── RECORDED DATA
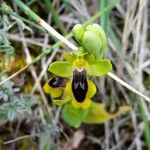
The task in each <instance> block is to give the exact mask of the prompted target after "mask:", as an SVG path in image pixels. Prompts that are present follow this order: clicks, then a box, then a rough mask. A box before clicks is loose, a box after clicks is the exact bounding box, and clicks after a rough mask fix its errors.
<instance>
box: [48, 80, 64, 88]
mask: <svg viewBox="0 0 150 150" xmlns="http://www.w3.org/2000/svg"><path fill="white" fill-rule="evenodd" d="M66 82H67V79H66V78H62V77H54V78H52V79H51V80H50V81H49V82H48V84H49V86H51V87H53V88H58V87H65V86H66Z"/></svg>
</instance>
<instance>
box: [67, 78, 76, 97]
mask: <svg viewBox="0 0 150 150" xmlns="http://www.w3.org/2000/svg"><path fill="white" fill-rule="evenodd" d="M71 83H72V80H70V81H69V82H67V85H66V93H67V95H68V96H69V97H70V98H71V99H74V95H73V93H72V88H71Z"/></svg>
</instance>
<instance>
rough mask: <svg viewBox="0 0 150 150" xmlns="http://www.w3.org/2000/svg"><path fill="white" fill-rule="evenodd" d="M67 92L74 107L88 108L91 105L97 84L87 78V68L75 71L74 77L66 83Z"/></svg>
mask: <svg viewBox="0 0 150 150" xmlns="http://www.w3.org/2000/svg"><path fill="white" fill-rule="evenodd" d="M66 93H67V95H68V96H69V97H70V99H71V104H72V105H73V107H74V108H77V109H78V108H82V109H88V108H89V107H90V106H91V97H93V96H94V94H95V93H96V86H95V85H94V83H93V82H92V81H90V80H87V78H86V70H85V69H83V70H78V69H76V70H74V71H73V79H72V80H71V81H69V82H68V83H67V85H66Z"/></svg>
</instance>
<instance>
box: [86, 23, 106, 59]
mask: <svg viewBox="0 0 150 150" xmlns="http://www.w3.org/2000/svg"><path fill="white" fill-rule="evenodd" d="M85 30H87V31H91V32H93V33H95V34H96V35H97V36H98V37H99V40H100V42H101V48H100V49H99V58H102V57H103V55H104V52H105V50H106V46H107V38H106V35H105V32H104V30H103V29H102V27H101V26H100V25H98V24H93V25H88V26H87V27H86V28H85Z"/></svg>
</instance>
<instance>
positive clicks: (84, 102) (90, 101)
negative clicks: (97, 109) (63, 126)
mask: <svg viewBox="0 0 150 150" xmlns="http://www.w3.org/2000/svg"><path fill="white" fill-rule="evenodd" d="M80 106H81V108H83V109H88V108H89V107H90V106H91V100H90V99H88V98H86V99H85V100H84V101H83V102H82V103H80Z"/></svg>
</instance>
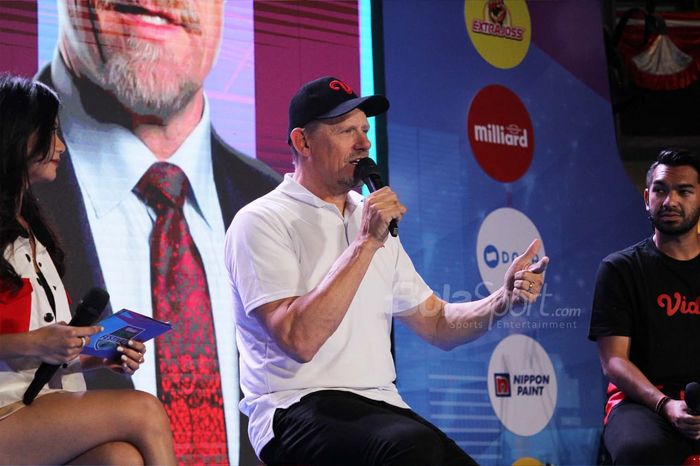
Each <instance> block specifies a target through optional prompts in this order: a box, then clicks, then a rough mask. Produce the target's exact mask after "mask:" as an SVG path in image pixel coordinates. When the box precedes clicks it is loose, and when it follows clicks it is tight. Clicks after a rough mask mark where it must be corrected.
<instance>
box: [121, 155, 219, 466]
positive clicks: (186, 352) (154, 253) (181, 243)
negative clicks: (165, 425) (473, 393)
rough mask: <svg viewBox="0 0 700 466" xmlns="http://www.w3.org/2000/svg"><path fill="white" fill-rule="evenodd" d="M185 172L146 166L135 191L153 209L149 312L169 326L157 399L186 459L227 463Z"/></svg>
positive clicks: (205, 288) (158, 354)
mask: <svg viewBox="0 0 700 466" xmlns="http://www.w3.org/2000/svg"><path fill="white" fill-rule="evenodd" d="M189 190H190V184H189V181H188V180H187V176H186V175H185V173H184V172H183V171H182V170H181V169H180V168H179V167H177V166H175V165H172V164H170V163H167V162H158V163H154V164H153V165H151V167H150V168H149V169H148V171H147V172H146V173H145V174H144V175H143V177H142V178H141V179H140V180H139V182H138V183H137V184H136V187H135V188H134V193H135V194H136V195H137V196H138V197H139V198H140V199H141V200H142V201H143V202H144V203H145V204H146V205H148V206H150V207H151V208H152V209H153V210H154V211H155V213H156V221H155V225H154V227H153V231H151V293H152V301H153V316H154V317H155V318H156V319H160V320H166V321H170V322H171V323H172V325H173V330H172V331H170V332H168V333H166V334H164V335H163V336H161V337H159V338H158V339H157V340H156V341H155V347H156V377H157V381H158V397H159V398H160V400H161V401H162V402H163V404H164V406H165V410H166V411H167V413H168V416H169V418H170V425H171V428H172V431H173V439H174V441H175V453H176V455H177V457H178V459H179V461H180V462H181V463H184V464H228V453H227V445H226V424H225V421H224V409H223V406H224V403H223V396H222V392H221V376H220V374H219V363H218V358H217V350H216V337H215V335H214V323H213V319H212V313H211V300H210V299H209V289H208V286H207V278H206V274H205V272H204V266H203V265H202V259H201V257H200V256H199V251H198V250H197V246H196V245H195V244H194V241H193V239H192V236H191V235H190V231H189V228H188V226H187V222H186V221H185V216H184V214H183V210H182V208H183V205H184V203H185V198H186V197H187V193H188V192H189Z"/></svg>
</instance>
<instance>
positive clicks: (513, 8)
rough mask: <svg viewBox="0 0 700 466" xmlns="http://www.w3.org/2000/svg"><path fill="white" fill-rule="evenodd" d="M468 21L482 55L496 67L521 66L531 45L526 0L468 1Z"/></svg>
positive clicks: (475, 41) (471, 34) (473, 35)
mask: <svg viewBox="0 0 700 466" xmlns="http://www.w3.org/2000/svg"><path fill="white" fill-rule="evenodd" d="M464 21H465V25H466V27H467V33H468V34H469V38H470V39H471V41H472V44H474V48H476V50H477V52H479V55H481V57H482V58H483V59H484V60H486V61H487V62H489V63H490V64H491V65H493V66H495V67H496V68H501V69H508V68H513V67H515V66H518V65H519V64H520V62H522V61H523V58H525V55H527V51H528V49H529V48H530V36H531V31H530V12H529V11H528V8H527V4H526V3H525V0H464Z"/></svg>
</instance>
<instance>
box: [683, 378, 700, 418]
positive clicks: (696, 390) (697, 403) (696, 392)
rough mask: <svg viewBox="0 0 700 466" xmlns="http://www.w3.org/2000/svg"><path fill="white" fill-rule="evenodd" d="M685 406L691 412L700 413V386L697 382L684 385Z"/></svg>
mask: <svg viewBox="0 0 700 466" xmlns="http://www.w3.org/2000/svg"><path fill="white" fill-rule="evenodd" d="M685 404H687V405H688V407H689V408H690V409H692V410H693V411H696V412H700V384H698V383H697V382H690V383H689V384H688V385H686V387H685Z"/></svg>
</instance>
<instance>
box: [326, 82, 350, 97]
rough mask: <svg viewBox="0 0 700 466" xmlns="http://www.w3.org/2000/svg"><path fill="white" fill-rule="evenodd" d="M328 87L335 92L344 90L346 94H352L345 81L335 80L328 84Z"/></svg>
mask: <svg viewBox="0 0 700 466" xmlns="http://www.w3.org/2000/svg"><path fill="white" fill-rule="evenodd" d="M328 87H330V88H331V89H333V90H334V91H339V90H341V89H342V90H344V91H345V93H346V94H352V88H351V87H350V86H348V85H347V84H345V83H344V82H343V81H338V80H337V79H334V80H333V81H331V82H330V83H328Z"/></svg>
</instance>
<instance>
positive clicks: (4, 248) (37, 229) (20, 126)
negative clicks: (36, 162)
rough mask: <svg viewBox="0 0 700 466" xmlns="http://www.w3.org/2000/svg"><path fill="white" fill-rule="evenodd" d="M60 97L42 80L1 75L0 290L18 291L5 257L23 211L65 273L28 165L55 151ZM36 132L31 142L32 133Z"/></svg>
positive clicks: (62, 261) (20, 233) (57, 243)
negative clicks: (41, 207)
mask: <svg viewBox="0 0 700 466" xmlns="http://www.w3.org/2000/svg"><path fill="white" fill-rule="evenodd" d="M58 107H59V100H58V97H57V96H56V93H54V92H53V91H52V90H51V89H49V88H48V87H47V86H45V85H44V84H41V83H38V82H35V81H30V80H28V79H25V78H21V77H18V76H12V75H10V74H2V75H0V291H10V292H13V293H14V292H17V291H18V290H19V288H21V286H22V280H21V278H20V276H19V275H18V274H17V272H16V271H15V269H14V268H13V267H12V265H11V264H10V262H9V261H8V260H7V259H6V258H5V251H6V250H7V248H8V247H9V246H10V245H11V244H12V243H14V241H15V240H16V239H17V237H19V236H20V235H26V232H25V231H24V229H23V228H22V227H21V226H20V224H19V222H17V214H18V213H19V214H20V215H21V216H22V217H23V218H24V220H26V222H27V223H28V224H29V226H30V228H31V230H32V233H33V234H34V236H36V238H37V239H38V240H39V241H41V243H42V244H44V245H45V246H46V249H47V250H48V251H49V254H50V255H51V259H52V260H53V262H54V264H55V265H56V268H57V269H58V273H59V274H60V275H61V276H63V272H64V266H63V250H62V249H61V248H60V246H59V244H58V242H57V241H56V238H55V236H54V234H53V232H52V231H51V229H50V228H49V227H48V225H47V224H46V222H45V221H44V219H43V217H42V215H41V212H40V211H39V206H38V204H37V202H36V199H35V197H34V195H33V194H32V192H31V187H30V185H29V167H30V165H31V164H32V163H34V162H37V161H48V160H49V159H50V158H51V155H52V151H53V141H54V132H55V131H56V130H57V128H56V117H57V116H58ZM34 134H36V136H35V138H36V139H35V140H33V141H32V142H31V143H32V147H30V138H31V137H32V135H34Z"/></svg>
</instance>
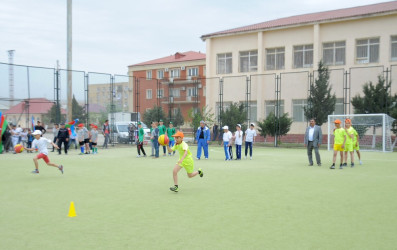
────
→ TASK GOAL
In the material above, how many lines hold the word "loose"? Say only the number.

→ TASK RESPONSE
2